Given data:
>>
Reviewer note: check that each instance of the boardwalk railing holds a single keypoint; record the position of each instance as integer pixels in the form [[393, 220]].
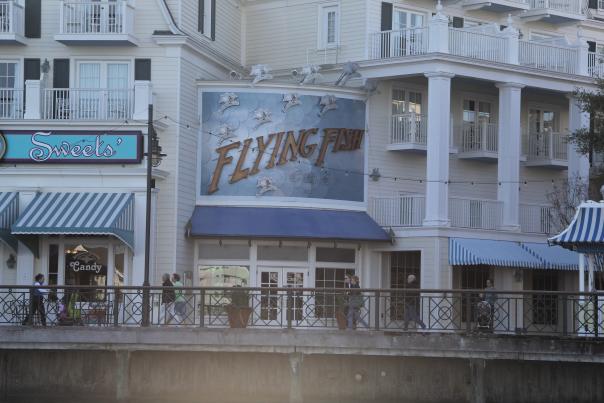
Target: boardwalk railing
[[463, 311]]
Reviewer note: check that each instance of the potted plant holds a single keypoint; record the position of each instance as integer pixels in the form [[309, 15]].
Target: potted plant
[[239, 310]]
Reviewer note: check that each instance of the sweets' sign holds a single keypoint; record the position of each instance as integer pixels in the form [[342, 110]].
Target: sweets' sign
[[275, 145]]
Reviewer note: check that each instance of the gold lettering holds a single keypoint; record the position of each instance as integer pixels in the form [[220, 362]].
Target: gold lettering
<<
>>
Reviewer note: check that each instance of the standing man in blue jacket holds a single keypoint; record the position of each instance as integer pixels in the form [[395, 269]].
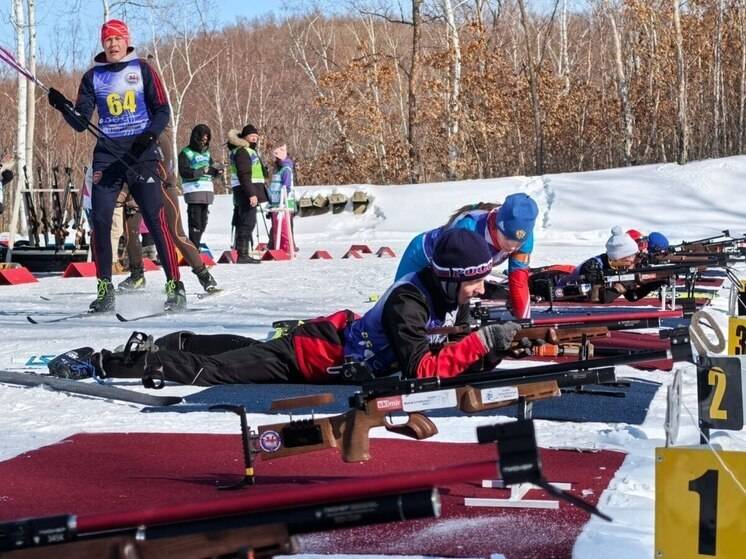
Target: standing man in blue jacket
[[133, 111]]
<<
>>
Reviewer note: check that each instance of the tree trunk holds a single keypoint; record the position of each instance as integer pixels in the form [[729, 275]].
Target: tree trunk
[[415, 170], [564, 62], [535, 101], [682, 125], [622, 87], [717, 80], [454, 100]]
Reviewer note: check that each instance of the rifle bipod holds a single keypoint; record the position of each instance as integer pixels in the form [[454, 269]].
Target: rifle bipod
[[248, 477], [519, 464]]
<<
What is asked: Swap "potted plant" for "houseplant" in everything from the line containing "Reviewer note: check that each instance of the boardwalk" down to the line containing "Target: gold lettering", and return those lines with nothing else changed. Leave the pictures out, and give only that part of the data.

Expected answer:
Reviewer note: check that each instance of the boardwalk railing holds a single keypoint; record the position of each instance as integer pixels in the form [[393, 220]].
Target: boardwalk railing
[[463, 311]]
Reviewer note: check that each instance of the houseplant holds a single keypoint; record the position of each instance as integer pixels in the form [[309, 15]].
Target: houseplant
[[239, 310]]
Reviewer note: check that each instance of the sweets' sign holds a single keypoint; record the position of each instance as integer pixels in the form [[342, 110]].
Target: sweets' sign
[[275, 145]]
Reviewer note: check that each instance of the gold lettering holds a single keypoint; record the position of each instance as integer pixels in the form [[220, 362]].
Target: gold lettering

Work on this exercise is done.